**Text excerpt:**
TEST_CASE("Cache.LRU.Must return -1 if not present", "[cache][lru][nok]")
{   
}

The test name allows a conventions that goes like "..". This helps you to organize your tests. The second parameter are tags. You can run tests by tags.

I am using the "nok" tag here because I want to separate the correctness/exceptions tests from the performance tests. I use "okay" for correctness and "nok" for exception cases.

We can now run out tests both from inside the "Visual Studio" when we are developing because it is more productive, but we can also run them from the command line.

> pushd .build
> cmake .. -G "Visual Studio 16 2019" 
> cmake --build .
> CTest
> popd

Script that we will split in:

"build.ps1"

mkdir .build -EA SilentlyContinue | Out-Null
pushd .build
    cmake .. -G "Visual Studio 16 2019"
    cmake --build .
popd

and "test.ps1"

pushd .build
    ctest
popd

First test - return when does not exist

Our first test is when we retrieve something that does not exist inside the LRUCache. The "leetcode" specification asks that we return -1. This not a very good interface for a Cache, but we will improve our LRUCache later.

class LRUCache
{
public:
    LRUCache(size_t capacity = 1000) {}

    void put(int key, int value) {}
    int get(int key) { return -1; }
};

TEST_CASE("Cache.LRU.Must return -1 if not present", "[cache][lru][nok]")
{
   auto cache = LRUCache{};
   REQUIRE(cache.get(1) == -1);
}

If we run out tests, we will see that this test is already working.

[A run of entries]
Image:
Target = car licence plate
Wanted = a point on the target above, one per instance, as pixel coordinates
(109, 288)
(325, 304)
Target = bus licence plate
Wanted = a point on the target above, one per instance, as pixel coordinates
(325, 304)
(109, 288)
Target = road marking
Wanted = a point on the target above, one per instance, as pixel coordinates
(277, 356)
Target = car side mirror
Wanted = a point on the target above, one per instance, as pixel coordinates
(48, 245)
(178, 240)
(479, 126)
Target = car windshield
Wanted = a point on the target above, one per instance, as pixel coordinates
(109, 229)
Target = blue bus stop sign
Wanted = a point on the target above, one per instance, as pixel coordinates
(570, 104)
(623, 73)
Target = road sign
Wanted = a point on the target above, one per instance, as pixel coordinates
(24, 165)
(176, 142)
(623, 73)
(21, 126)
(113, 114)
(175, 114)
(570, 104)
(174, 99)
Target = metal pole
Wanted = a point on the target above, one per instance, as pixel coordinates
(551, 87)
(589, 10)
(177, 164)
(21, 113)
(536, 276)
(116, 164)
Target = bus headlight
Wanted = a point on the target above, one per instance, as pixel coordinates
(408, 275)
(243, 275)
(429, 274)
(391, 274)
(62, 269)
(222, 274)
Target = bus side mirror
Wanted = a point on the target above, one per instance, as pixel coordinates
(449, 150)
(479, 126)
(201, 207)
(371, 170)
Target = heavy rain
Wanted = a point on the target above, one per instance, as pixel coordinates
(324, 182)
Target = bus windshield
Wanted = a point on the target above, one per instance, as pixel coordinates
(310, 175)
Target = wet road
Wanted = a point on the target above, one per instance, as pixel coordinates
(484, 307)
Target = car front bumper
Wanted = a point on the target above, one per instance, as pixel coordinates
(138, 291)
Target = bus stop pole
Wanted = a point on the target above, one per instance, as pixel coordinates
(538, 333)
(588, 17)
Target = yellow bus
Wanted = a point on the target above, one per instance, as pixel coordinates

**What this task involves:** Reproduce the LRU cache testing excerpt above word for word, from start to finish.

**Finished task:**
TEST_CASE("Cache.LRU.Must return -1 if not present", "[cache][lru][nok]")
{   
}

The test name allows a conventions that goes like "..". This helps you to organize your tests. The second parameter are tags. You can run tests by tags.

I am using the "nok" tag here because I want to separate the correctness/exceptions tests from the performance tests. I use "okay" for correctness and "nok" for exception cases.

We can now run out tests both from inside the "Visual Studio" when we are developing because it is more productive, but we can also run them from the command line.

> pushd .build
> cmake .. -G "Visual Studio 16 2019" 
> cmake --build .
> CTest
> popd

Script that we will split in:

"build.ps1"

mkdir .build -EA SilentlyContinue | Out-Null
pushd .build
    cmake .. -G "Visual Studio 16 2019"
    cmake --build .
popd

and "test.ps1"

pushd .build
    ctest
popd

First test - return when does not exist

Our first test is when we retrieve something that does not exist inside the LRUCache. The "leetcode" specification asks that we return -1. This not a very good interface for a Cache, but we will improve our LRUCache later.

class LRUCache
{
public:
    LRUCache(size_t capacity = 1000) {}

    void put(int key, int value) {}
    int get(int key) { return -1; }
};

TEST_CASE("Cache.LRU.Must return -1 if not present", "[cache][lru][nok]")
{
   auto cache = LRUCache{};
   REQUIRE(cache.get(1) == -1);
}

If we run out tests, we will see that this test is already working.